◆ **資料の探究**:
• 1. 提示文のうち「きっかけは、近くに住む私の家に」で始まる段落を、主な事実を残して短い箇条書きにまとめてください。
• 2. 提示文によると、母は母の日に贈られたガラケーを何年使い続けましたか。

◆ **提示文**:
%%

もうすぐ60代になるという時、仕事でパソコンを扱わなくてはいけなくなった。それまで触ったこともない、初心者である。
私の指導のもと、パソコンの基本動作を学んだが、これが一進一退の大攻防。教わって覚えたはずのことが、次回には忘れている。
その後、父は仕事を離れ必要なくなるとともにパソコンには全く触らなくなってしまった。今、スマホを使ってはいるがほぼ電話とSMSのみの利用である。

母は、メールをしたことがない。
母の日にプレゼントしたガラケーを10年使い続け、先日機種変したときにスマホを進めたが頑なに拒否された。
携帯電話の使い方も、私が繰り返し教えて使えるようになったがそれは電話機能のみの話。メールの仕方は、いまだに覚えていないので母のメールボックスにはいつまでも返ってこない、見られることもないメールが蓄積されている。

もちろん、テレビ番組の録画予約などもしたことがない。FAXはなんとか使えている。そんな二人の住まいに、YouTubeである。すごいでしょ?

きっかけは、近くに住む私の家にリフォーム工事の立会いで来てもらったこと。私は仕事で家にいられないので、時間のある両親に家に来てもらったのだ。我が家のテレビにはamazonのFire TV Stick が接続してあり、これでよくYouTubeを見ている。暇つぶしになれば、と試しにリモコンを渡してみた。

キーワードを打ち込んで、検索をして、欲しい情報にたどり着く。
私たちには当たり前のように思える作業が、機械が苦手な高齢者には難しい。父や母にはできないだろうな、と勝手に思い込んでいた。

確かに検索入力はハードルが高かった。
でも、音声検索を試してみたら‥すんなりできた!
その手があったかという感じ。目からウロコが落ちた。
 
それで、父の日のプレゼントとして実家にFire TV Stickを贈ることになった。

父は音楽が好きだ。小さい頃、ドライブへ出かけるとき車の中ではABBAやカーペンターズの音楽が流れていた。タンゴやクラシックが流れたと思えば、次はチョーヨンピル。ジャンルも多彩だった。

%%

◆ **提供情報**:
%%

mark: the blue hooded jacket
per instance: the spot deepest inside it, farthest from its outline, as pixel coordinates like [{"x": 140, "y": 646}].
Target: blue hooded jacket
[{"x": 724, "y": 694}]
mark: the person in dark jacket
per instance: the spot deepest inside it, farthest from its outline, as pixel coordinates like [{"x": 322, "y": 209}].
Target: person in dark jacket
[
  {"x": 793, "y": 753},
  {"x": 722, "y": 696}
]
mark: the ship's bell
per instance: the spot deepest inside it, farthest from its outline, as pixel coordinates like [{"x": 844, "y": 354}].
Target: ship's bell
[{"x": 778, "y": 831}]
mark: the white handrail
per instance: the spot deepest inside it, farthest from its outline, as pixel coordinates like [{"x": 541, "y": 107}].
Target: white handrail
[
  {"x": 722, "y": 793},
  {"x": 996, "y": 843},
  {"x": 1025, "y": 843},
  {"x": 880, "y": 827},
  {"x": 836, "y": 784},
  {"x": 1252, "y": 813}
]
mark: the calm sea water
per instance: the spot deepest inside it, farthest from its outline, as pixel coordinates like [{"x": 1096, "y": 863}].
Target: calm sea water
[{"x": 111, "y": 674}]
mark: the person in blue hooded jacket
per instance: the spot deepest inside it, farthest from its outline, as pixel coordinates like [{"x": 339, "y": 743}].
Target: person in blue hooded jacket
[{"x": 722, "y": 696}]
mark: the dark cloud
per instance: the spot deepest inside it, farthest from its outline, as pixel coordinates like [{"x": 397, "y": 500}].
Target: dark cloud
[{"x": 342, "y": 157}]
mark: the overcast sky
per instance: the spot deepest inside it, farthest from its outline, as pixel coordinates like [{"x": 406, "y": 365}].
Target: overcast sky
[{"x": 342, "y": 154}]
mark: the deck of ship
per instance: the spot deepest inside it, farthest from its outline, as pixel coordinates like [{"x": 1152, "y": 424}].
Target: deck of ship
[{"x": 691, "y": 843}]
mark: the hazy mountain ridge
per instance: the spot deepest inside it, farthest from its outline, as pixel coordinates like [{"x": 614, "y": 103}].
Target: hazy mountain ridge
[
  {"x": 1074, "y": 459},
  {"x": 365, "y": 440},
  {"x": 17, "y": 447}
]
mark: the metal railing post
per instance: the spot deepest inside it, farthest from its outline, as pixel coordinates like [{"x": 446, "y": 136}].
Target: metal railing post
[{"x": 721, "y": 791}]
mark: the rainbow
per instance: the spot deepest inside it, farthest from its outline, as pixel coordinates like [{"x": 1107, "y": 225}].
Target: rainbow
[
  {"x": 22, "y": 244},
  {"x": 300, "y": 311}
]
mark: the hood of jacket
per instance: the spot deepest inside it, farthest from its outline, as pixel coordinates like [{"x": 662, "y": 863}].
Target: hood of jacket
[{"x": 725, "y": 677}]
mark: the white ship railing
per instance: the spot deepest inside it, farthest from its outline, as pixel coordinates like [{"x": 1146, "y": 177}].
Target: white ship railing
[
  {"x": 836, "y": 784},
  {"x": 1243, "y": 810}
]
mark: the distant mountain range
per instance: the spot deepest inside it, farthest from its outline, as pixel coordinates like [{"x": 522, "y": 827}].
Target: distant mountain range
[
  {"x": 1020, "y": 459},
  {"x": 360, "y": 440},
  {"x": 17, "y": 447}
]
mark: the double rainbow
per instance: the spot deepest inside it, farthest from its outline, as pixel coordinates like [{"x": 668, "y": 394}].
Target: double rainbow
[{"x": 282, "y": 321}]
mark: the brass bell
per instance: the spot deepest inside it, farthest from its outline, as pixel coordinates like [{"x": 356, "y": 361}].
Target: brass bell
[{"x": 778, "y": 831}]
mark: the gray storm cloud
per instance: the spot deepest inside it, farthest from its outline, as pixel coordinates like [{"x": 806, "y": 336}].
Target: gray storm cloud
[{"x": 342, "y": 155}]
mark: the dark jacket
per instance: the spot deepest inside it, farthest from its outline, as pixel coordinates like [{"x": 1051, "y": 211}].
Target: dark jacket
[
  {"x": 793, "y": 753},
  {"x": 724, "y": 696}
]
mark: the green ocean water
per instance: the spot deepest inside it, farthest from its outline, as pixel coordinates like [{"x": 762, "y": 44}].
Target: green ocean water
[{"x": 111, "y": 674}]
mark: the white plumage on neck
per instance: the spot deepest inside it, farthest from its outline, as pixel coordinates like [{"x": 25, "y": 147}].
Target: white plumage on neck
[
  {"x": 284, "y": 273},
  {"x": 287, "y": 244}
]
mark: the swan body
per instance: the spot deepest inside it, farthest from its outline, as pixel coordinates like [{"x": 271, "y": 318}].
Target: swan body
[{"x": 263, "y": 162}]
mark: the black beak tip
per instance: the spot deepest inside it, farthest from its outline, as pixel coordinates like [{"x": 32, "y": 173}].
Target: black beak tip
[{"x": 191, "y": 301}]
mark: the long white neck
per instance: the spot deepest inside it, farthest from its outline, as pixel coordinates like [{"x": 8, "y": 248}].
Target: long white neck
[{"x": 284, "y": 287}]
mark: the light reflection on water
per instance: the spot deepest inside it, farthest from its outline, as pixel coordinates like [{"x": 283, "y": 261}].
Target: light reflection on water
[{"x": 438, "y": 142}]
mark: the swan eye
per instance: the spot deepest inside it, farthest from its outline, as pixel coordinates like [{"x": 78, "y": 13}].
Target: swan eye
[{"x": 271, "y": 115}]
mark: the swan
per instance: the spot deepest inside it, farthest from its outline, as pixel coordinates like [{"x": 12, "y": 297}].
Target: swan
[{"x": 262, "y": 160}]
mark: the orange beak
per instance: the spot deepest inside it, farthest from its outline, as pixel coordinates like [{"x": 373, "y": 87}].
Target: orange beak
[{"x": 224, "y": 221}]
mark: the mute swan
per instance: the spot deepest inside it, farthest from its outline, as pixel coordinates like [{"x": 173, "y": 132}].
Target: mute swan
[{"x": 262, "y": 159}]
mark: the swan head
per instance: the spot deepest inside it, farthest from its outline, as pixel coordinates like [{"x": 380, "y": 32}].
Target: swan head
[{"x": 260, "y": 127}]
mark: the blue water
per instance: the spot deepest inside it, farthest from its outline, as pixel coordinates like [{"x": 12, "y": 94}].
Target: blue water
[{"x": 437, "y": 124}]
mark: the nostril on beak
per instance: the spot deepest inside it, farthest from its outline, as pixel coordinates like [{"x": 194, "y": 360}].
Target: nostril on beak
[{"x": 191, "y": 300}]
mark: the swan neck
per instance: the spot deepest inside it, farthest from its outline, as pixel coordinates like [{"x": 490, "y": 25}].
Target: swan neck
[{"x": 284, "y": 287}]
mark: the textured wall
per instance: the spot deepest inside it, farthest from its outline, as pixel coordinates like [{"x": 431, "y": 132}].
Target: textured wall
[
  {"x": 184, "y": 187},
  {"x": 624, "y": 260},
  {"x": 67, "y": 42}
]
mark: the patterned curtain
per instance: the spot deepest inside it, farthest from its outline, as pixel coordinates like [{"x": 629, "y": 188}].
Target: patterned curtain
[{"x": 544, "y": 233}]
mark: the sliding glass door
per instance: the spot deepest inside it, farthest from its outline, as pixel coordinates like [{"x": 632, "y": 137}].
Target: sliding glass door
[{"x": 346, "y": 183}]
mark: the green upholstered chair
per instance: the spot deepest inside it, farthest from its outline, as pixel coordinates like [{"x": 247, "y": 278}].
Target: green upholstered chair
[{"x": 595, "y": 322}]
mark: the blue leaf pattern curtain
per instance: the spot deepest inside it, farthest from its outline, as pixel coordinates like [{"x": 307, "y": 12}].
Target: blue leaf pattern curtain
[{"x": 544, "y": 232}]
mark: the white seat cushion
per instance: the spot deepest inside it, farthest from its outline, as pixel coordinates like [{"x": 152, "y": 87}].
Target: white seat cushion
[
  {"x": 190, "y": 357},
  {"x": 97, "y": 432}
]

%%
%%

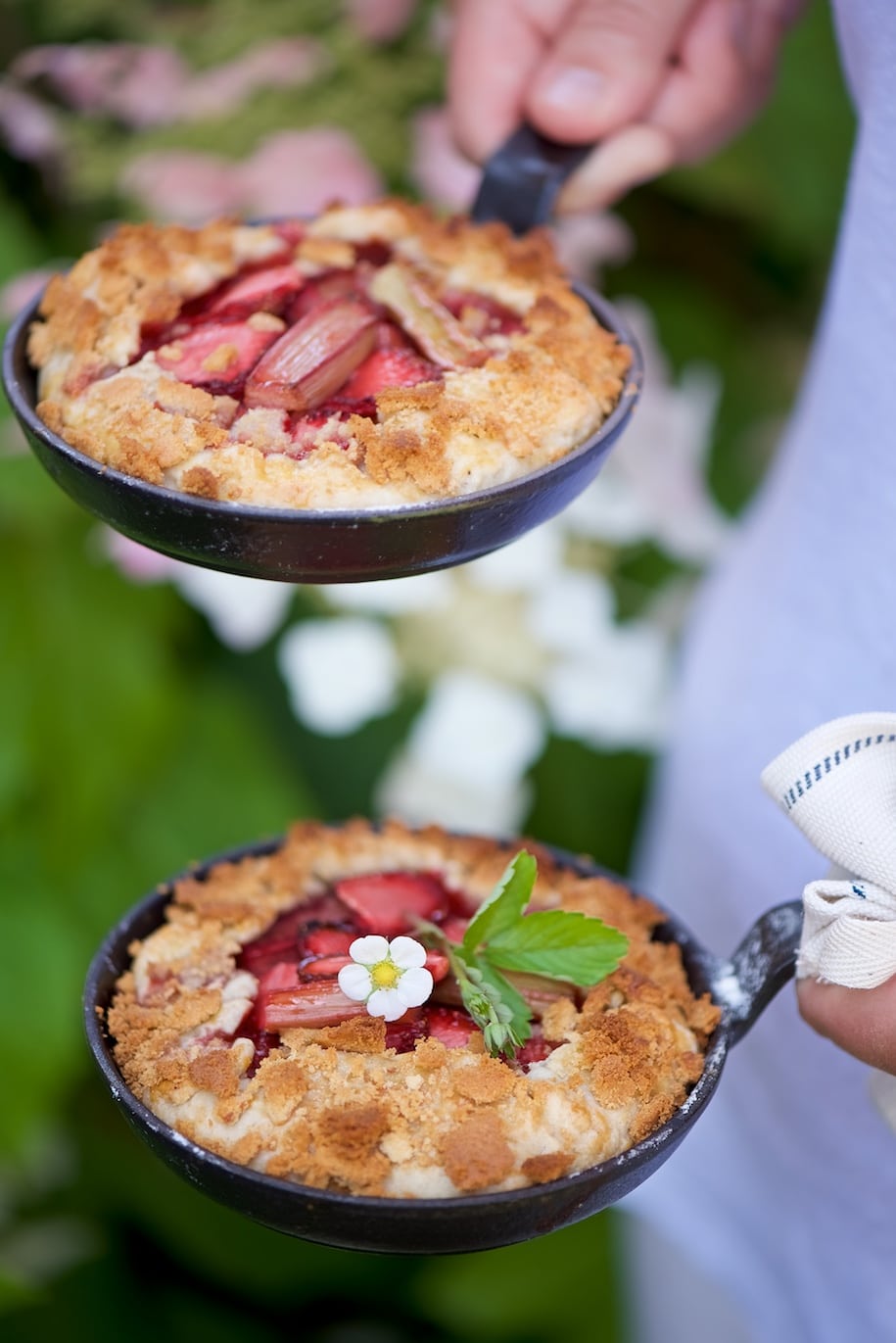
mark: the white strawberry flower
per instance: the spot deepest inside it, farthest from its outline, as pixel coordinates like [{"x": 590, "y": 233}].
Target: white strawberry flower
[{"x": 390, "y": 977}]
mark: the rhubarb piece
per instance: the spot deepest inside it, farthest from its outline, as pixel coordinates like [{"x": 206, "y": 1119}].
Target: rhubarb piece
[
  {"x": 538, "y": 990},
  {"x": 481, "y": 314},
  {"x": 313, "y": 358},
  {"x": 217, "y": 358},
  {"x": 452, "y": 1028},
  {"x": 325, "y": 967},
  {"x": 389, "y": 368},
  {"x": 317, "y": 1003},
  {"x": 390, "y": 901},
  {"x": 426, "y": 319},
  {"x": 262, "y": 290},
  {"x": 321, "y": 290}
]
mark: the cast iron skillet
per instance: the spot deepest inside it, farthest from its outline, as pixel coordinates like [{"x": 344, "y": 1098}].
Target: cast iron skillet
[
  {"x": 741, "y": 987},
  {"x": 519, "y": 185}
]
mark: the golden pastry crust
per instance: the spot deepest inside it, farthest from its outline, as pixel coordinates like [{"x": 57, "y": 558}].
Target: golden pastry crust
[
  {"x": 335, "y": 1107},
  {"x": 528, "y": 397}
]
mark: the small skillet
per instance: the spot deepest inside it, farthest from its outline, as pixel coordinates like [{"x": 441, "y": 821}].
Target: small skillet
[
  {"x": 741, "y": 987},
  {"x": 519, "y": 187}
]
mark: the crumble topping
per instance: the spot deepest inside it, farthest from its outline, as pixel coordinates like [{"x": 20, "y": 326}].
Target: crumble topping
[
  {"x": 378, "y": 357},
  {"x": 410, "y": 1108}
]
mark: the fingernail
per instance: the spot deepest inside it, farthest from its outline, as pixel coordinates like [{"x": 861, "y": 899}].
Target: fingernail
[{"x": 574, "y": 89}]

%%
%%

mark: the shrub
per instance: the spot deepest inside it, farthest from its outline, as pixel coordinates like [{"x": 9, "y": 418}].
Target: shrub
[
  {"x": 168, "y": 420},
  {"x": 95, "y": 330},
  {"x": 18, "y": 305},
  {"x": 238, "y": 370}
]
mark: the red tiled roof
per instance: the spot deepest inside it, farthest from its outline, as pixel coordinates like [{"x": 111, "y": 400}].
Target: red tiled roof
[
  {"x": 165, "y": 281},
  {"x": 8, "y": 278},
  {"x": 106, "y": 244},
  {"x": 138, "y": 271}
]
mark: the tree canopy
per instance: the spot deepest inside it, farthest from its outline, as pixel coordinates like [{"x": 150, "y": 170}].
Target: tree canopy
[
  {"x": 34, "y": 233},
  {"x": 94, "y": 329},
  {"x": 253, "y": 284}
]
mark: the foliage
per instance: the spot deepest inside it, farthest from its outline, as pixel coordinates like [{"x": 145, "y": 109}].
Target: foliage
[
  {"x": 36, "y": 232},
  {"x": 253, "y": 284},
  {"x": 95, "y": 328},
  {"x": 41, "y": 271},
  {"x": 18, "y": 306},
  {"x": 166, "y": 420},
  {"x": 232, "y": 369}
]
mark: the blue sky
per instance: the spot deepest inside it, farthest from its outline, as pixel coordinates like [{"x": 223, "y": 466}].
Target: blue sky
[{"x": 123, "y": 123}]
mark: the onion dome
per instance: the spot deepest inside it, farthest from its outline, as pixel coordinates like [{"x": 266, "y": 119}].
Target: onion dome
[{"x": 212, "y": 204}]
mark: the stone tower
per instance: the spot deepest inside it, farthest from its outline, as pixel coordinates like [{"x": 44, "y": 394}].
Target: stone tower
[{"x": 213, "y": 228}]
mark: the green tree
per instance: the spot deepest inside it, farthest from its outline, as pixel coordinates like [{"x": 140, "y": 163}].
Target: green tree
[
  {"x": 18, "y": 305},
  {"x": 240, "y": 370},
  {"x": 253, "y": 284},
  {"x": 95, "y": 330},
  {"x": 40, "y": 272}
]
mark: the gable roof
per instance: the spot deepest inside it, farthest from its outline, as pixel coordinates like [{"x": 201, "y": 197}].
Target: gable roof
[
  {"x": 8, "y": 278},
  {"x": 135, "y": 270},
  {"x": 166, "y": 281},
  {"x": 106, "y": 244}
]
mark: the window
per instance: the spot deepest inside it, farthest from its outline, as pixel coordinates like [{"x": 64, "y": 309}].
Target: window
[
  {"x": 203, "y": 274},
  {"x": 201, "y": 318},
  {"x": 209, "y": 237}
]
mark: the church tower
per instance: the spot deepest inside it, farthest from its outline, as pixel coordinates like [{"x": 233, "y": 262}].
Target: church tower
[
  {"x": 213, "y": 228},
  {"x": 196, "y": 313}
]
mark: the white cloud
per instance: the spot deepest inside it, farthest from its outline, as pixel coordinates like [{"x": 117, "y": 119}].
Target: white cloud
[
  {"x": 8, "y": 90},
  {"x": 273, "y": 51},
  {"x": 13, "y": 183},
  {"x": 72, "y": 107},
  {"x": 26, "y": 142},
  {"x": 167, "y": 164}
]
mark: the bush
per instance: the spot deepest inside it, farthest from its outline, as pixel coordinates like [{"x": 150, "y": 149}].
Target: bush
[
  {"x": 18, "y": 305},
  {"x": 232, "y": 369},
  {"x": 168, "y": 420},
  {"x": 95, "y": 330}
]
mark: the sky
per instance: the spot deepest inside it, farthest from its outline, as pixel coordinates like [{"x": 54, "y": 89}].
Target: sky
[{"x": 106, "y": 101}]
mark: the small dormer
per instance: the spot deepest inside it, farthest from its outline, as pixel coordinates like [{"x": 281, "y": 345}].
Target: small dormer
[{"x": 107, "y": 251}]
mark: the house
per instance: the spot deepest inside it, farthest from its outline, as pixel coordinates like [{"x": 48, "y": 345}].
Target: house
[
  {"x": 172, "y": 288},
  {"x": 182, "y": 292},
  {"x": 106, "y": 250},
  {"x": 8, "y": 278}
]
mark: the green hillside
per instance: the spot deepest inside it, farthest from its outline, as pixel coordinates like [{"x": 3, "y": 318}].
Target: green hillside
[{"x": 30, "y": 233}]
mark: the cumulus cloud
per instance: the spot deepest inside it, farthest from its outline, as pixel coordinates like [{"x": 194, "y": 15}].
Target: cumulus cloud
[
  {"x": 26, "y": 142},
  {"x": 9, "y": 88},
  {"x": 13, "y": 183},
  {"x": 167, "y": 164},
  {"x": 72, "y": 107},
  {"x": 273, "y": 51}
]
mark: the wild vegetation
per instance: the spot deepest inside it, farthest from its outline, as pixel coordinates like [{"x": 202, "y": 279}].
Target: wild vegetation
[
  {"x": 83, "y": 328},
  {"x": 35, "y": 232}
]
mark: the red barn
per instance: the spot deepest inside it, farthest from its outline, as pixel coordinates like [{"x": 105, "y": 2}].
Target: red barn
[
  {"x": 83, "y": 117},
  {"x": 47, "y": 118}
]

%%

◆ **課題の解答**:
• 1.
- 近くに住む筆者の家でリフォーム工事があり、両親に立会いに来てもらった。
- 筆者は仕事で家にいられないため、時間のある両親に頼んだ。
- 筆者の家のテレビにはamazonのFire TV Stickが接続してあり、よくYouTubeを見ている。
- 暇つぶしになればと、試しに両親にリモコンを渡した。

• 2. 10年使い続けました。